» What the task requires:
Every entry below must appear again, exactly as written.

Dataset excerpts:
*** Block opens ***
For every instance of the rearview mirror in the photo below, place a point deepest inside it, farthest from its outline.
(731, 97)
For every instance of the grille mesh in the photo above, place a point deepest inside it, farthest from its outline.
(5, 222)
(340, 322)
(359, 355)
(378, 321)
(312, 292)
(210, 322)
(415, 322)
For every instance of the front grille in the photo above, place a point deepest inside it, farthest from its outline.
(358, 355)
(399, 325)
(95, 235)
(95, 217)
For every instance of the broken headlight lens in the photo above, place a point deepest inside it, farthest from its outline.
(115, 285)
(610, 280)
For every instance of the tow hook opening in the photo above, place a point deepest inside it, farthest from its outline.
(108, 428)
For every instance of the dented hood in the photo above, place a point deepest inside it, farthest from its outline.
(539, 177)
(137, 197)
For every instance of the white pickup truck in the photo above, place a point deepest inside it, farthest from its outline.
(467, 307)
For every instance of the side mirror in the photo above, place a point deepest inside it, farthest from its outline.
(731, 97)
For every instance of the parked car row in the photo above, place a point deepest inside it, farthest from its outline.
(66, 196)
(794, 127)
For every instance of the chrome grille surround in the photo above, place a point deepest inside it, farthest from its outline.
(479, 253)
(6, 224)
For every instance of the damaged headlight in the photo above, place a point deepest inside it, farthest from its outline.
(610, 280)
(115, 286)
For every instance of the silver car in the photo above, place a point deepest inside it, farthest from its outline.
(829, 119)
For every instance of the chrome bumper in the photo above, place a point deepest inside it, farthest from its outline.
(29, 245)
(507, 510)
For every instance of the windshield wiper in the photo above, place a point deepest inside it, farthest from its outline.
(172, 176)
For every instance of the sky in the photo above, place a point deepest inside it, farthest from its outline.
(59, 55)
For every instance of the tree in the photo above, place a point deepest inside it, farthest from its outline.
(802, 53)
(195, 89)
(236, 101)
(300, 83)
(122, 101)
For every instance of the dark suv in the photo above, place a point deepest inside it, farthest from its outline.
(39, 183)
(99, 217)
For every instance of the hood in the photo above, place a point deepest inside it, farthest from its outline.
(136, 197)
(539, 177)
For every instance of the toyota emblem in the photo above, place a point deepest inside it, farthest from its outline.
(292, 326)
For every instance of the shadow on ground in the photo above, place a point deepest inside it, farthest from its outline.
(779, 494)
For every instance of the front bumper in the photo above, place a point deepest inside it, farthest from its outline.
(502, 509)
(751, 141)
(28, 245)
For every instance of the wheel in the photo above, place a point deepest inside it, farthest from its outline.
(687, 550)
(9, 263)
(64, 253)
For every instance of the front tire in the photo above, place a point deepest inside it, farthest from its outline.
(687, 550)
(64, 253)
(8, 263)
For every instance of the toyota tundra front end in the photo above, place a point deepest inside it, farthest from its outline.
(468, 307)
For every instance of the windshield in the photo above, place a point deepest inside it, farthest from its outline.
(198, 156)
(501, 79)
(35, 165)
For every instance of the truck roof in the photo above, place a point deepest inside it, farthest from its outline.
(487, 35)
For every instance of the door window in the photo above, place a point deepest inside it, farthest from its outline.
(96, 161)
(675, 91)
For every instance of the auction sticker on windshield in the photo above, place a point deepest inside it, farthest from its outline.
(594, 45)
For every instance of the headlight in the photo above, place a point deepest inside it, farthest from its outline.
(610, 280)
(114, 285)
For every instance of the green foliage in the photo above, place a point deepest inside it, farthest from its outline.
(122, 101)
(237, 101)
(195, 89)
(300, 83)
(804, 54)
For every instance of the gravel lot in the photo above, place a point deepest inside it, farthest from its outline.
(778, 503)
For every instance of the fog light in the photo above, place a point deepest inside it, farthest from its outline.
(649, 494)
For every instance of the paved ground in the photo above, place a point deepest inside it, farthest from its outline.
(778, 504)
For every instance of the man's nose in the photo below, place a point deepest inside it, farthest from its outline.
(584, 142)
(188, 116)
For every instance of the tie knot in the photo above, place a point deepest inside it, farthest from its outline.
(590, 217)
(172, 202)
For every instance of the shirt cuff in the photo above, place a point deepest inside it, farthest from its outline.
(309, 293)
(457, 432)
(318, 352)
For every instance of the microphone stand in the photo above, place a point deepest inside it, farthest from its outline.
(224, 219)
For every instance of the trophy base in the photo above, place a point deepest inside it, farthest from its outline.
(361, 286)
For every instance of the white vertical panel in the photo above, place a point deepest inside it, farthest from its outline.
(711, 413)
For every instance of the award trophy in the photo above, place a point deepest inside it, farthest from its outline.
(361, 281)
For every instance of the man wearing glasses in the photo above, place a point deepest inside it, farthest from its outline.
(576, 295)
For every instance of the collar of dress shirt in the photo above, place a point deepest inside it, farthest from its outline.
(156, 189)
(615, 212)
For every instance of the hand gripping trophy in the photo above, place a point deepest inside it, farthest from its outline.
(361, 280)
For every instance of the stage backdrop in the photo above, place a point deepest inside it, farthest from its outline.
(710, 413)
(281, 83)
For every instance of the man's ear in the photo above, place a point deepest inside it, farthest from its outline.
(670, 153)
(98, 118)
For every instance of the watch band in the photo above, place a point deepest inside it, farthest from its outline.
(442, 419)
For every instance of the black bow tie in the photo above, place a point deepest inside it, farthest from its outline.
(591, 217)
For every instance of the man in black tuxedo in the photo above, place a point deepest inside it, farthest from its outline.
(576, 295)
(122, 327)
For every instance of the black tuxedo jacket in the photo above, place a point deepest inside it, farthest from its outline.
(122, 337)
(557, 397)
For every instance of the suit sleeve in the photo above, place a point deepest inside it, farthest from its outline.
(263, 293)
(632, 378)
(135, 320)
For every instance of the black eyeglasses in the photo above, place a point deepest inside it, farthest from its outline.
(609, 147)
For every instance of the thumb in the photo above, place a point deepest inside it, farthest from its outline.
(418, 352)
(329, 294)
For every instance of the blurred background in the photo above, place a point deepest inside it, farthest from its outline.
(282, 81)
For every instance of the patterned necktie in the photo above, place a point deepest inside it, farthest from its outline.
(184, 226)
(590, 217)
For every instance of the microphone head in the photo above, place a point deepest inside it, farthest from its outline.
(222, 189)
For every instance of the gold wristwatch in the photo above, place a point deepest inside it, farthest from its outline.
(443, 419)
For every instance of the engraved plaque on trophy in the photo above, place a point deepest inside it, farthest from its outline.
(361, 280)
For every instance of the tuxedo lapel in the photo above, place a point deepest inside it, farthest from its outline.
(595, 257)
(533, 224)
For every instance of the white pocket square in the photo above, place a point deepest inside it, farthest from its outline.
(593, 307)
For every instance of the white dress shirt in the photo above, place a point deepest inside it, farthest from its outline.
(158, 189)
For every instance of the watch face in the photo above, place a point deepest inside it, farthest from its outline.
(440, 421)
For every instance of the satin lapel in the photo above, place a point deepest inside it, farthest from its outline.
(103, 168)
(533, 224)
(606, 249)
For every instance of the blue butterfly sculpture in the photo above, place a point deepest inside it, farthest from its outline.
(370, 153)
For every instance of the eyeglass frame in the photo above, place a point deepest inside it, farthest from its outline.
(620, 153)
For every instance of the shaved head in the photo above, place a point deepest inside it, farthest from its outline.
*** Block closes ***
» Exercise result:
For every instance of the rearview mirror in the photo below, place a point deepest inside it, farthest from its outline.
(731, 97)
For every instance of the grille mesh in the photo above, place a point deepest inside it, farthest from its outline.
(5, 222)
(340, 322)
(359, 355)
(378, 321)
(312, 292)
(210, 322)
(415, 322)
For every instance of the front grille in the photo above, place a point deepest inside it, farthest from its outline.
(358, 355)
(399, 325)
(95, 235)
(95, 217)
For every instance of the broken headlight lens in the photo above, place a point deepest inside it, farthest from its outline.
(115, 285)
(610, 280)
For every instance of the tow hook opening in the photo above, place a point deepest inside it, farthest from its outline.
(108, 428)
For every instance of the dented hood in the photo above, place a point deepest inside it, farthest from its outline.
(539, 177)
(137, 197)
For every instance of the white pickup truck in the photo above, place a point deepest inside it, farthest from its outline.
(467, 307)
For every instance of the side mirror in the photo above, place a point deepest inside it, farthest from its outline.
(731, 97)
For every instance of the parked car row in the photo above, place a point deepest inside it, farthest from its outline.
(66, 196)
(794, 127)
For every instance of the chrome grille surround in the photo above, place a point deepest inside it, farthest from its outline.
(479, 253)
(6, 224)
For every instance of the damaged headlight in the photo above, place a point deepest inside it, farthest from its outline.
(610, 280)
(115, 286)
For every instance of the silver car in the photo above, place a point deepest inside it, farthest from its outline.
(829, 119)
For every instance of the chrome bumper in the photo above, place a point deepest inside it, farthest from its outline.
(29, 245)
(507, 510)
For every instance of the windshield wiper in the photo above, place a point deepest inside it, farthest from its outline.
(172, 176)
For every instance of the sky in the photo above, place a point deepest inside it, farthest from its outline.
(59, 55)
For every instance of the tree in the photo above, place a point deepest inside it, farthest from its outline.
(802, 53)
(195, 89)
(236, 101)
(300, 83)
(122, 101)
For every instance of the dark suv in the photo above, place a point deepest inside it, farthest from its outline.
(39, 183)
(99, 217)
For every instance of the hood in the photo above, place a point deepest inside it, farthest from its outline.
(136, 197)
(539, 177)
For every instance of the toyota emblem in the photo above, place a point deepest inside it, farthest from its outline.
(292, 326)
For every instance of the shadow on ground in the photo above, place a point deepest inside it, farthest from its outline.
(779, 494)
For every instance of the front bumper in the photo above, place a point deepest inside it, farthest from its outline.
(502, 509)
(751, 141)
(28, 245)
For every instance of the wheel in the photo above, place a point deepest inside it, farthest from its outline.
(687, 550)
(9, 263)
(64, 253)
For every instance of the front tire in the photo above, place a point deepest inside it, farthest from its outline.
(687, 550)
(64, 253)
(8, 263)
For every instance of the toyota tundra front end in the photo above, place a point deepest inside it, farthest from its outline.
(468, 307)
For every instance of the windshield in the photo above, place a point deepest inside it, farthest from its outline.
(198, 156)
(501, 79)
(35, 165)
For every instance of the truck roof in the photo above, place a point deepest inside it, farthest from its outline.
(487, 35)
For every instance of the door window in the photo above, place a point deepest inside it, farthest from its outline.
(96, 161)
(675, 91)
For every instance of the auction sticker on windshield in the photo above, place a point deepest inside it, farthest from its outline.
(594, 45)
For every instance of the headlight in the photo above, place a point deepest inside it, farthest from its outline.
(610, 280)
(114, 285)
For every instance of the green foliage in the photo above, place a point deepest inside it, farthest from its outline.
(122, 101)
(237, 101)
(195, 89)
(300, 83)
(804, 54)
For every instance of the gravel lot in the photo above, place a point deepest inside it, farthest from its outline.
(778, 503)
For every instance of the fog light in the photo above, place a point deepest inside it, farthest from its outline.
(649, 494)
For every instance of the paved ground in the photo above, place a point deepest inside it, farthest from its outline.
(778, 504)
For every instance of the man's nose in the photo below, place a point deepest inside it, farthest from its outline.
(584, 142)
(188, 116)
For every instance of the tie knot in the photo above, place a point deepest inside it, farthest from its outline.
(590, 217)
(172, 202)
For every instance of the shirt cuff in the photo above, place a point deepest inside it, farthest from its outline.
(309, 293)
(457, 432)
(318, 352)
For every instance of the microphone stand in the photo above, place a point deepest inside it, farthest from its outline.
(224, 219)
For every instance of the trophy base in the photo above, place a point deepest inside it, farthest from its outline.
(361, 286)
For every instance of the white vertical panel in the photo above, place a point deepest inside it, farthest from its outline.
(711, 413)
For every instance of the award trophy in the photo above, place a point deepest inside it, farthest from its outline.
(361, 281)
For every instance of the man wearing glasses in the photo above, place a point deepest inside it, farthest from its outline.
(576, 295)
For every instance of the collar of dress shirt in the photo above, place a point deepest inside it, farthest from its outline.
(156, 189)
(615, 212)
For every instance of the hand gripping trophy in the photo above, place a point deepest inside it, farthest from its outline.
(361, 280)
For every instance of the stage backdrop in the photo above, place a point deepest inside it, farthest from its outline.
(710, 413)
(281, 83)
For every instance of the man's ear in the photo above, place a point deepest inside it, farthest from its outline.
(670, 153)
(98, 118)
For every instance of the watch band in the photo above, place a point deepest inside it, farthest from its outline.
(442, 419)
For every instance of the black bow tie in the photo above, place a point deepest inside it, farthest from its outline.
(591, 217)
For every instance of the man in black tuxedo in the photo above, place a point deepest inside it, farthest from its outline.
(576, 295)
(122, 327)
For every instance of the black tuxedo jacket in the photo above, place a point deepest inside it, farthest from its outline.
(122, 337)
(557, 397)
For every instance of the suit sleeve in the photo above, place a point deepest inside it, farthest from its outline.
(263, 293)
(632, 378)
(135, 320)
For every instance of the black eyeglasses in the photo above, place a point deepest inside it, farthest from its outline.
(609, 147)
For every instance of the thumb in the photo above, place a point deepest inside it, farthest from its outline.
(418, 352)
(329, 294)
For every instance of the blurred background in the photo above, place a point deepest inside it, farthest from its outline.
(282, 81)
For every instance of the patterned necktie in the photo above, place a point deepest inside it, farthest from its outline.
(184, 226)
(590, 217)
For every instance of the microphone head in the photo above, place a point deepest inside it, farthest from its outline.
(222, 189)
For every instance of the gold wristwatch in the photo above, place a point deepest inside it, farthest from its outline.
(443, 419)
For every instance of the engraved plaque on trophy in the photo above, place a point deepest inside it, farthest from its outline.
(361, 280)
For every instance of the tuxedo lapel in the photo above, place a point deepest inside it, farthest from its outline.
(595, 257)
(533, 224)
For every instance of the white pocket square in the photo above, place a point deepest inside it, farthest from its outline.
(593, 307)
For every instance of the white dress shirt in the photo above, place a point deepest inside it, farthest from its outline.
(158, 189)
For every instance of the watch face in the photo above, place a point deepest inside it, farthest from its outline.
(440, 421)
For every instance of the satin lapel in the photo above, place a point deepest inside it, farthest from its outline.
(103, 168)
(533, 224)
(606, 249)
For every instance of the blue butterfly sculpture in the photo above, place a point deepest inside it, farthest from its outline.
(370, 153)
For every instance of the eyeglass frame in the photo above, place a point deepest inside it, farthest from its outline.
(620, 153)
For every instance of the shaved head in the photo above, place a point deepest inside it, farthest from its outline.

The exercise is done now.